____ Text passage
Not in shader model 3, they can actually loop and branch.

Can't get that through my head. How is that even possible? Are you sure they are not inlined/unrolled? You have a link?

EDIT:
By the way,

Remember the utter slowness on some cards (nVidia BTW) when approaching large stations, asteroid belts, and such? I tracked it: it's the vertex shader.

CONGRATULATIONS!

Post by **safemode** » Thu Jun 19, 2008 3:49 pm

something tells me that the shader differences from nvidia to ati wont allow some type of modular system to be created where by we can pick and choose pieces and put together a complete shader.

We can have vssetup determine what shader set to use (nvidia or ati) automatically, then we can have the engine determine what shader to use based on framerate, like we do now, where periodically we will poll the framerate and if it's below a thresh-hold, we drop to the next lower shader.

Thus, the only option about shaders we need to do is set a "max" shader. This would be the shader we start out from.

If you can figure out how to do modular shading that wouldn't be more complicated than just having a separate full shader, that would be cool to outline here.

Post by **chuck_starchaser** » Thu Jun 19, 2008 5:47 pm

Damn! I'd completely missed this paragraph.
________
____ Records
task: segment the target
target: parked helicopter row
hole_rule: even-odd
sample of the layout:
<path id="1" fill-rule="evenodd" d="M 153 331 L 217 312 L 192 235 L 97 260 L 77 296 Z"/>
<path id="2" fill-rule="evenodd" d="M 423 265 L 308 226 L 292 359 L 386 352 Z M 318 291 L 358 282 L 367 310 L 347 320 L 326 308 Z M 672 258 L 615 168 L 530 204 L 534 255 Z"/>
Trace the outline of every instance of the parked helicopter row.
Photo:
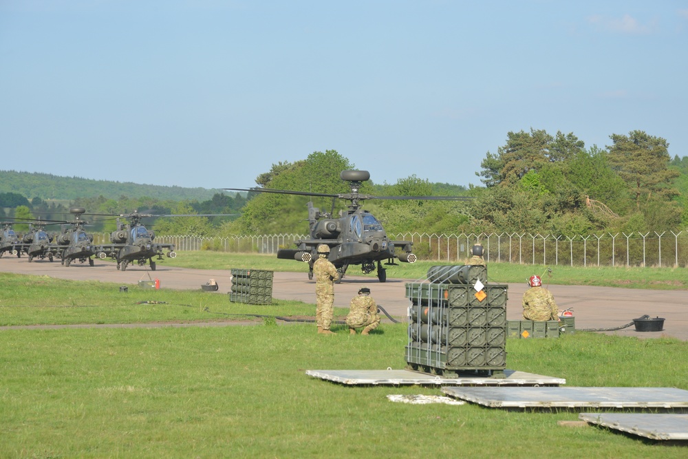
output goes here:
<path id="1" fill-rule="evenodd" d="M 93 257 L 110 257 L 116 261 L 117 269 L 122 271 L 126 270 L 131 263 L 143 266 L 147 262 L 151 270 L 154 271 L 156 267 L 154 259 L 163 259 L 163 255 L 170 258 L 177 256 L 174 244 L 154 242 L 153 232 L 141 223 L 142 219 L 153 217 L 152 215 L 138 212 L 120 215 L 118 217 L 125 218 L 127 222 L 120 222 L 120 218 L 117 218 L 117 229 L 110 233 L 110 244 L 96 245 L 93 242 L 93 235 L 88 234 L 85 229 L 88 222 L 81 217 L 86 213 L 86 209 L 74 207 L 69 209 L 69 213 L 74 216 L 72 221 L 25 219 L 22 222 L 2 223 L 0 257 L 6 252 L 9 252 L 18 257 L 25 254 L 30 262 L 35 259 L 47 258 L 52 261 L 55 258 L 59 258 L 65 266 L 69 266 L 76 261 L 87 262 L 92 266 Z M 26 224 L 28 220 L 32 220 L 28 224 L 29 231 L 20 237 L 12 229 L 12 225 Z M 46 226 L 54 224 L 62 225 L 60 233 L 49 233 L 45 231 Z"/>
<path id="2" fill-rule="evenodd" d="M 340 178 L 349 184 L 350 193 L 327 194 L 308 193 L 266 188 L 226 188 L 236 191 L 255 191 L 278 194 L 299 195 L 332 198 L 332 211 L 321 212 L 308 202 L 308 225 L 310 239 L 296 242 L 296 248 L 277 250 L 277 258 L 296 259 L 308 263 L 308 279 L 313 279 L 313 264 L 318 258 L 317 247 L 325 244 L 330 247 L 327 259 L 339 273 L 341 281 L 351 265 L 361 265 L 363 274 L 377 269 L 377 277 L 380 282 L 387 280 L 386 265 L 394 265 L 395 259 L 405 263 L 414 263 L 416 256 L 412 253 L 413 243 L 408 241 L 394 241 L 389 239 L 382 224 L 372 213 L 363 210 L 365 200 L 418 200 L 464 201 L 472 199 L 466 196 L 373 196 L 358 192 L 363 182 L 370 179 L 367 171 L 343 171 Z M 337 198 L 348 201 L 347 210 L 341 211 L 338 217 L 334 217 L 334 201 Z M 400 249 L 400 253 L 397 253 Z"/>

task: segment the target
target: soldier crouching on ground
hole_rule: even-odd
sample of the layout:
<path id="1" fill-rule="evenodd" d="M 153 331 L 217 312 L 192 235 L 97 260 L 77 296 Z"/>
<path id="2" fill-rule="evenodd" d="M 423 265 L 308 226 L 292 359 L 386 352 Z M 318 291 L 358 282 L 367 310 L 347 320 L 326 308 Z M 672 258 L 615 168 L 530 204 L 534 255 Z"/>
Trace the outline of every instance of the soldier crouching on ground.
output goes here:
<path id="1" fill-rule="evenodd" d="M 318 246 L 318 259 L 313 264 L 313 275 L 315 277 L 316 309 L 315 321 L 318 323 L 318 333 L 334 334 L 330 330 L 334 315 L 334 281 L 339 279 L 337 273 L 327 255 L 330 247 L 324 244 Z"/>
<path id="2" fill-rule="evenodd" d="M 482 258 L 482 246 L 480 244 L 476 244 L 471 249 L 471 253 L 473 254 L 473 257 L 466 260 L 466 263 L 464 264 L 484 266 L 485 260 Z"/>
<path id="3" fill-rule="evenodd" d="M 349 314 L 346 317 L 346 324 L 349 325 L 349 333 L 356 334 L 356 329 L 363 327 L 361 334 L 368 334 L 380 325 L 378 315 L 378 305 L 370 297 L 370 289 L 363 287 L 358 290 L 358 296 L 351 299 Z"/>
<path id="4" fill-rule="evenodd" d="M 539 276 L 531 276 L 530 286 L 523 294 L 523 318 L 531 321 L 558 321 L 559 309 L 550 291 L 542 286 Z"/>

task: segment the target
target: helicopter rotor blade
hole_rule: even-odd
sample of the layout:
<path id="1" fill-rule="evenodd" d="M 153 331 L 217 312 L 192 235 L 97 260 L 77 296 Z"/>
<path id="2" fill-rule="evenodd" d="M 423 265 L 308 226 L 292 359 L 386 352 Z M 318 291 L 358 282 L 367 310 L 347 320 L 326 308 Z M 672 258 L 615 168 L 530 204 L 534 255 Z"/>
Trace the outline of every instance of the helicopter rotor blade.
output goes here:
<path id="1" fill-rule="evenodd" d="M 327 193 L 310 193 L 309 191 L 290 191 L 288 190 L 276 190 L 272 188 L 223 188 L 223 190 L 233 191 L 255 191 L 256 193 L 274 193 L 281 195 L 297 195 L 301 196 L 321 196 L 323 198 L 341 198 L 342 195 L 333 195 Z"/>
<path id="2" fill-rule="evenodd" d="M 360 198 L 359 199 L 363 199 Z M 413 200 L 419 201 L 470 201 L 475 199 L 473 196 L 367 196 L 365 199 L 382 199 L 382 200 Z"/>

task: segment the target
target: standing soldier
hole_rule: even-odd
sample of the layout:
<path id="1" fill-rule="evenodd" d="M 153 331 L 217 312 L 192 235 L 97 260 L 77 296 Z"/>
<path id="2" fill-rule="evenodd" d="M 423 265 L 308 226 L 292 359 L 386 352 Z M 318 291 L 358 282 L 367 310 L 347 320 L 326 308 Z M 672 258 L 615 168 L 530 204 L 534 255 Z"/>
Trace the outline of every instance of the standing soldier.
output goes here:
<path id="1" fill-rule="evenodd" d="M 356 334 L 356 329 L 363 327 L 361 334 L 368 334 L 380 325 L 378 315 L 378 305 L 371 298 L 370 289 L 363 287 L 358 290 L 358 296 L 351 299 L 349 314 L 346 317 L 346 324 L 349 325 L 349 333 Z"/>
<path id="2" fill-rule="evenodd" d="M 315 276 L 316 310 L 315 320 L 318 323 L 318 333 L 334 334 L 330 331 L 330 324 L 334 315 L 334 281 L 339 279 L 327 255 L 330 247 L 324 244 L 318 246 L 318 259 L 313 264 L 313 275 Z"/>
<path id="3" fill-rule="evenodd" d="M 482 246 L 480 244 L 476 244 L 471 249 L 471 253 L 473 254 L 473 257 L 466 260 L 466 263 L 464 264 L 484 266 L 485 260 L 482 258 Z"/>
<path id="4" fill-rule="evenodd" d="M 523 318 L 530 321 L 558 321 L 559 310 L 550 291 L 542 286 L 539 276 L 530 276 L 530 286 L 523 294 Z"/>

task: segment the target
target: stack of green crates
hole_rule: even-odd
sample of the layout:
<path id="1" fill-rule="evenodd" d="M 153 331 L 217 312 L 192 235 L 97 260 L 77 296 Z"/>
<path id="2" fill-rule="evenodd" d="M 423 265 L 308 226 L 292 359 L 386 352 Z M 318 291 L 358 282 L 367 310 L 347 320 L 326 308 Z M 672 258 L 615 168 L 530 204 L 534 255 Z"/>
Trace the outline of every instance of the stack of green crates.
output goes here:
<path id="1" fill-rule="evenodd" d="M 272 271 L 232 269 L 229 301 L 248 304 L 272 302 Z"/>
<path id="2" fill-rule="evenodd" d="M 428 279 L 434 281 L 406 284 L 410 369 L 448 376 L 467 371 L 503 374 L 508 286 L 486 285 L 486 277 L 484 266 L 433 266 Z"/>

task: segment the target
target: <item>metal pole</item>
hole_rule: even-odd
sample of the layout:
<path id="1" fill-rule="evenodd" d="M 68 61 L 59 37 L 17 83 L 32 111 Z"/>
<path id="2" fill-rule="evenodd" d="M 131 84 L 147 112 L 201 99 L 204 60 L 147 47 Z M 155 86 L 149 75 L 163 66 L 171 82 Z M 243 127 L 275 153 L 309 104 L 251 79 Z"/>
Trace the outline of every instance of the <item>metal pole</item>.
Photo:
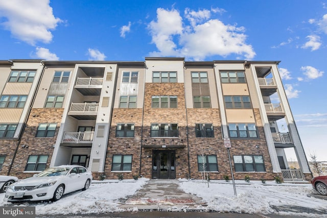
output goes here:
<path id="1" fill-rule="evenodd" d="M 236 193 L 236 187 L 235 187 L 235 181 L 234 180 L 234 175 L 233 174 L 233 168 L 231 167 L 231 161 L 230 160 L 230 155 L 229 154 L 229 148 L 227 148 L 227 151 L 228 153 L 228 159 L 229 159 L 229 166 L 230 166 L 230 172 L 231 172 L 231 179 L 233 181 L 233 187 L 234 188 L 234 195 L 237 196 Z"/>

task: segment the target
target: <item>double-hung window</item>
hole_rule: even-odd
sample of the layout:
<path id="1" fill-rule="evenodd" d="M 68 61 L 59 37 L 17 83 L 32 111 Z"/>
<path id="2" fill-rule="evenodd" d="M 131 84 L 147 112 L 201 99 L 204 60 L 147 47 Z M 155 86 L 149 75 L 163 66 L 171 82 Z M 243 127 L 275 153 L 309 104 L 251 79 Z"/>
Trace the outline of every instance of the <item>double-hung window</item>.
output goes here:
<path id="1" fill-rule="evenodd" d="M 63 96 L 62 95 L 48 95 L 45 102 L 45 108 L 61 108 L 62 107 Z"/>
<path id="2" fill-rule="evenodd" d="M 265 172 L 262 155 L 234 155 L 235 171 Z"/>
<path id="3" fill-rule="evenodd" d="M 45 169 L 49 155 L 30 155 L 25 171 L 42 171 Z"/>
<path id="4" fill-rule="evenodd" d="M 116 137 L 133 137 L 134 124 L 118 124 L 116 129 Z"/>
<path id="5" fill-rule="evenodd" d="M 35 70 L 13 70 L 10 72 L 9 82 L 31 83 L 34 79 Z"/>
<path id="6" fill-rule="evenodd" d="M 254 124 L 228 124 L 228 131 L 230 138 L 258 138 Z"/>
<path id="7" fill-rule="evenodd" d="M 152 124 L 151 137 L 178 137 L 178 125 Z"/>
<path id="8" fill-rule="evenodd" d="M 152 108 L 177 108 L 177 96 L 152 96 Z"/>
<path id="9" fill-rule="evenodd" d="M 220 76 L 223 83 L 245 83 L 244 72 L 222 71 L 220 72 Z"/>
<path id="10" fill-rule="evenodd" d="M 213 124 L 196 124 L 195 136 L 197 138 L 213 138 Z"/>
<path id="11" fill-rule="evenodd" d="M 132 155 L 112 155 L 111 171 L 131 171 Z"/>
<path id="12" fill-rule="evenodd" d="M 36 137 L 52 137 L 56 133 L 56 123 L 39 124 L 36 131 Z"/>
<path id="13" fill-rule="evenodd" d="M 198 169 L 199 172 L 218 171 L 217 155 L 198 155 Z"/>
<path id="14" fill-rule="evenodd" d="M 177 83 L 177 72 L 169 71 L 154 71 L 152 72 L 153 83 Z"/>
<path id="15" fill-rule="evenodd" d="M 136 107 L 136 95 L 122 95 L 119 104 L 122 108 L 132 108 Z"/>
<path id="16" fill-rule="evenodd" d="M 0 108 L 22 108 L 27 100 L 27 95 L 1 95 Z"/>
<path id="17" fill-rule="evenodd" d="M 250 96 L 248 95 L 225 95 L 226 108 L 251 108 Z"/>

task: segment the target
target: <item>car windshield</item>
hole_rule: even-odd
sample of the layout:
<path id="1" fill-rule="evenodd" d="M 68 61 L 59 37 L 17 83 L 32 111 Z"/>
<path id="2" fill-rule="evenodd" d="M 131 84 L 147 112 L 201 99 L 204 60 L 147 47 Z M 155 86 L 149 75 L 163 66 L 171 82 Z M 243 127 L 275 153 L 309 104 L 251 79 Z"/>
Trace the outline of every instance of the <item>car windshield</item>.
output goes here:
<path id="1" fill-rule="evenodd" d="M 69 170 L 68 167 L 49 168 L 37 175 L 36 177 L 65 175 Z"/>

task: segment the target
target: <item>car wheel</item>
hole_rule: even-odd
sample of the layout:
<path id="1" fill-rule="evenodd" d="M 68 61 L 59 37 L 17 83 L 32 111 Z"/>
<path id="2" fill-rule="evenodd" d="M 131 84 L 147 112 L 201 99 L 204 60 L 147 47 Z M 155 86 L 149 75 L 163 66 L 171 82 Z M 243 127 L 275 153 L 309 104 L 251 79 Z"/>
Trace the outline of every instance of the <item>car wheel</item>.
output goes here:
________
- **Tasks and exercises**:
1. In the shader thread, what does the poster say the slowness near large stations and asteroid belts was traced to?
2. From the shader thread, write out the part that opens with the words containing "Can't get that" and closes with "next lower shader.".
3. List every sentence in the shader thread that ends with a question mark.

- **Solutions for each task**:
1. The vertex shader.

2.
Can't get that through my head. How is that even possible? Are you sure they are not inlined/unrolled? You have a link?

EDIT:
By the way,

Remember the utter slowness on some cards (nVidia BTW) when approaching large stations, asteroid belts, and such? I tracked it: it's the vertex shader.

CONGRATULATIONS!

Post by **safemode** » Thu Jun 19, 2008 3:49 pm

something tells me that the shader differences from nvidia to ati wont allow some type of modular system to be created where by we can pick and choose pieces and put together a complete shader.

We can have vssetup determine what shader set to use (nvidia or ati) automatically, then we can have the engine determine what shader to use based on framerate, like we do now, where periodically we will poll the framerate and if it's below a thresh-hold, we drop to the next lower shader.

3.
How is that even possible?
Are you sure they are not inlined/unrolled?
You have a link?
Remember the utter slowness on some cards (nVidia BTW) when approaching large stations, asteroid belts, and such?